## SUPPLIED TEXT
============

The core rules of solid leadership in remote work environments – or any work environment – still apply:

  • Meet employees where they are
  • Clarify goals and expectations
  • Give employees autonomy to get the job done in a way that works for them

There are just a few key additional factors you should consider. After all, managing employees across time zones isn’t without its unique challenges:

  • You won’t see distant employees as often and certainly not without intention.
  • There may be delays in communication and response times, which means you can’t always expect real-time conversations and results.
  • Expectations and due dates can sometimes get tricky – especially if the time gap is bigger. For example, if you’re in London and need a report by Monday morning, an employee in California might not deliver that to you until the end of your day.
  • It can be more difficult to identify mutually agreeable meeting times.
  • Employees can feel a stronger sense of workplace isolation.

Once you acknowledge these challenges exist, you can turn your focus to managing employees across time zones despite the potential constraints.

Figure out why you’re meeting, and when

When you’re on a completely different working schedule than some or all of your team members, it’s more crucial than ever to connect, get face-to-face time and learn about work progress on a regular basis. Of course, that can be tricky when time zones get in the way.

Here are some tips you can experiment with to see what works best for your business:

  • When you schedule meetings and send meeting invitations, clarify the time zone in which the meeting takes place.
  • Be courteous about not scheduling one-off meetings for really early or really late in the day for certain time zones. For example, if you’re on the East Coast, try not to schedule a meeting that will happen at 5:30 a.m. on the West Coast.
  • If there is a certain block of time in which all employees are working and availability overlaps, consider designating those as core meeting hours. For example, if you have employees across the country, perhaps the middle of the day is best for meetings.
  • If you have recurring team or department meetings, change up the time every so often to avoid inconveniencing the same employees for too long. You can rotate meeting times so that some employees have to meet earlier (7-8 a.m.) or later (5-7 p.m.) for their time zone and can all share in the burden of having a less desirable meeting time temporarily.
  • For recurring one-on-one meetings, ask the employee what time works best for them. To accommodate several different employees in various time zones, you may need to adjust your own schedule to work earlier on some days and later on other days. If you do this, just make sure everyone on the team is aware.
  • Use a shared team calendar that shows employees’ availability so that managers and colleagues can easily book meetings during open times. With some software, employees can even set parameters on their availability to avoid receiving meeting requests that won’t work. This saves everyone time.
  • Reassess what constitutes a successful meeting in a working environment with dispersed employees in different time zones. For example, evaluate the duration and size of typical meetings.
  • Can you condense meetings that were formerly one hour into, say, 25 minutes?
    • Who truly needs to be included?
  • Sometimes, larger meetings and formal company announcements have to occur at a certain time and place. In these instances, record important meetings and ensure that employees in other time zones are given access.
  • Be mindful about requesting on-site meetings. If you elect to have one, you’ll have to cover employees’ travel and accommodations. Weigh the return on investment for your company.

============

## DO THIS
In one to three sentences, explain why the text on managing employees across time zones recommends changing the time of recurring team or department meetings every so often.

============

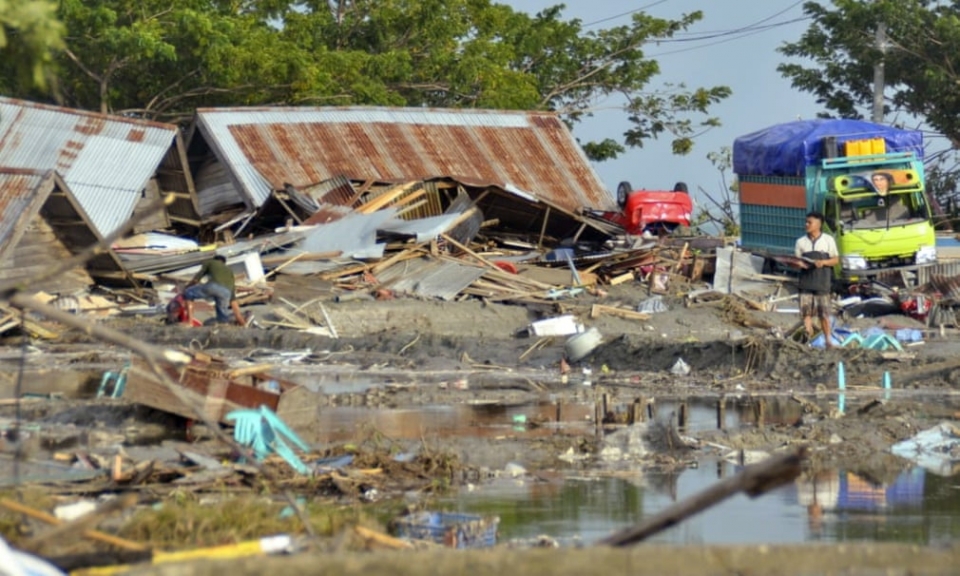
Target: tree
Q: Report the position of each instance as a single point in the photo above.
(162, 59)
(474, 53)
(921, 59)
(29, 35)
(721, 213)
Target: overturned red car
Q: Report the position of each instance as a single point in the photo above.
(652, 212)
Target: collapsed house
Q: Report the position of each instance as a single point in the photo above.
(42, 223)
(114, 166)
(522, 169)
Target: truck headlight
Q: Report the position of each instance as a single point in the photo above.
(926, 254)
(853, 262)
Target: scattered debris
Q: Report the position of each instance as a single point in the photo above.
(936, 449)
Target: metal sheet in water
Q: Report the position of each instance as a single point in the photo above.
(39, 472)
(431, 278)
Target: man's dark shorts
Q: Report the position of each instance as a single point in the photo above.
(815, 305)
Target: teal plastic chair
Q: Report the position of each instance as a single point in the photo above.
(264, 432)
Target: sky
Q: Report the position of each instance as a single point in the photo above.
(745, 62)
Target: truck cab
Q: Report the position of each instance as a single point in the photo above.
(876, 208)
(866, 179)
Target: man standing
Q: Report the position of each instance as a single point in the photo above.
(818, 254)
(219, 287)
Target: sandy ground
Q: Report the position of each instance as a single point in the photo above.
(734, 353)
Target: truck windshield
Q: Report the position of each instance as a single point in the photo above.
(896, 209)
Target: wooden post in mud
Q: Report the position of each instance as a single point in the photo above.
(636, 411)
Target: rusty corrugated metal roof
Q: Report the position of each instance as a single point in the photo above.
(531, 152)
(106, 160)
(18, 202)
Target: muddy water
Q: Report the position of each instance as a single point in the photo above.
(917, 507)
(491, 420)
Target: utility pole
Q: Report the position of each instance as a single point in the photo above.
(878, 79)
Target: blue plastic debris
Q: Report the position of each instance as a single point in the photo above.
(853, 340)
(908, 335)
(841, 385)
(263, 431)
(450, 529)
(332, 463)
(405, 457)
(820, 341)
(113, 383)
(882, 342)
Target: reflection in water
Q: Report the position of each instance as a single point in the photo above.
(914, 507)
(340, 423)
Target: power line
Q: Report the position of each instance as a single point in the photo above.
(635, 10)
(742, 33)
(696, 37)
(749, 27)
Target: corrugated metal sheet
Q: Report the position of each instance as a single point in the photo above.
(944, 269)
(430, 278)
(106, 160)
(17, 194)
(525, 151)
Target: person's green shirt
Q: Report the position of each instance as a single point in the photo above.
(218, 272)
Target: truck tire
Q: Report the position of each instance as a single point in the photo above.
(623, 190)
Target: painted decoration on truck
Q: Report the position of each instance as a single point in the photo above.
(879, 181)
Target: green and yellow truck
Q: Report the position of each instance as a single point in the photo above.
(867, 179)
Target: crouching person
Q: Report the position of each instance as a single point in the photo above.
(219, 287)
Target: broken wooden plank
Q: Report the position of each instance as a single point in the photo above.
(625, 277)
(754, 480)
(54, 521)
(599, 309)
(386, 198)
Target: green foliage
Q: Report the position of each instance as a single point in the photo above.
(721, 210)
(162, 59)
(29, 36)
(921, 58)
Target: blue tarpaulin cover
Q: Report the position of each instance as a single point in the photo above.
(787, 149)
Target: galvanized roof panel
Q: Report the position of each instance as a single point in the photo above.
(532, 152)
(105, 160)
(17, 192)
(430, 278)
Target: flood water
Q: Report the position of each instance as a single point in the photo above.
(487, 420)
(917, 507)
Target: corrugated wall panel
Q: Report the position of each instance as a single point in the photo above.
(534, 152)
(106, 160)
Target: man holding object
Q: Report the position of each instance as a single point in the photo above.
(817, 254)
(219, 287)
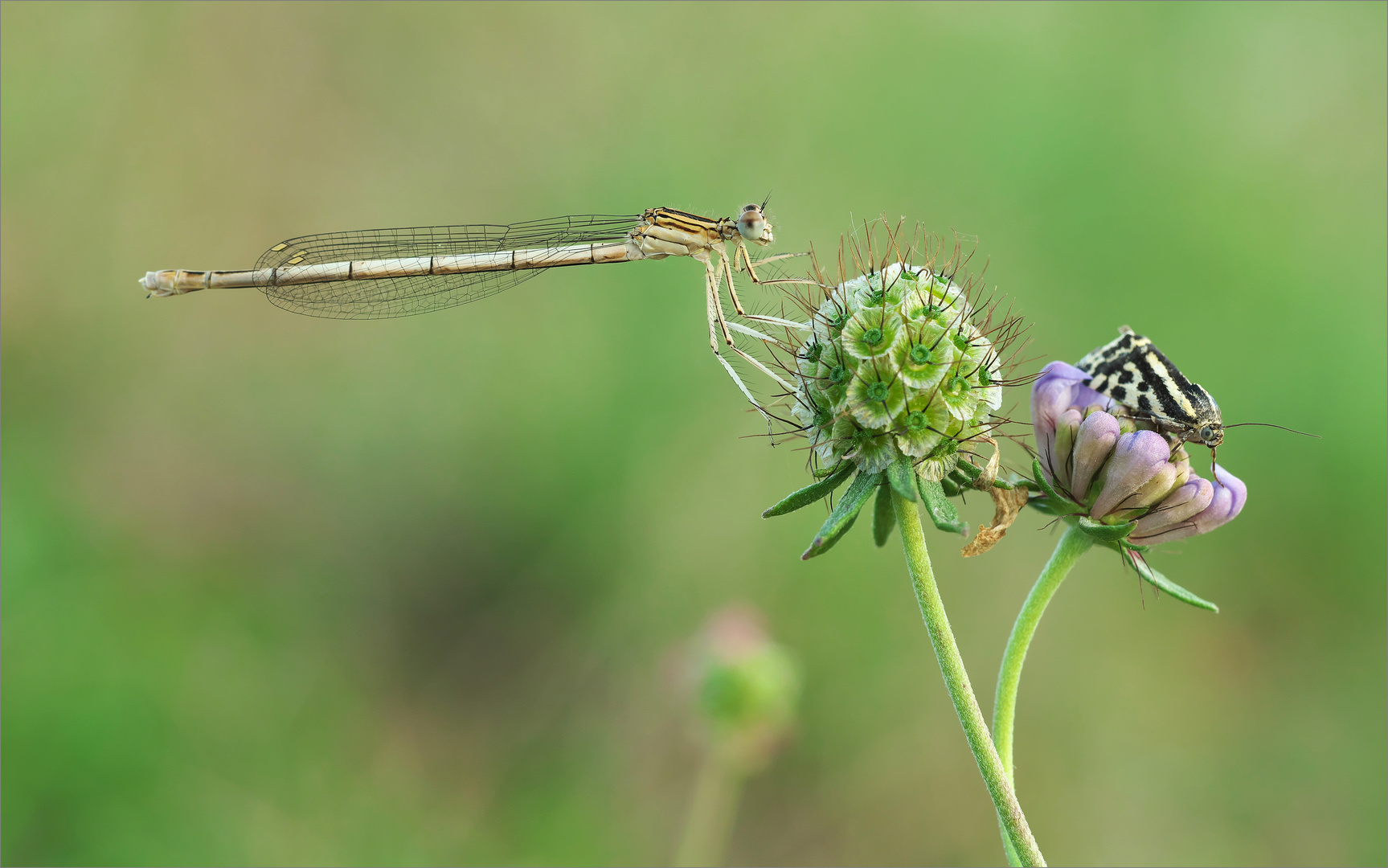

============

## WRITTEN SOLUTION
Changing the time keeps the same employees from being inconvenienced for too long. With rotating meeting times, some employees meet earlier (7-8 a.m.) or later (5-7 p.m.) for their time zone, so everyone takes a temporary share of the less desirable meeting times.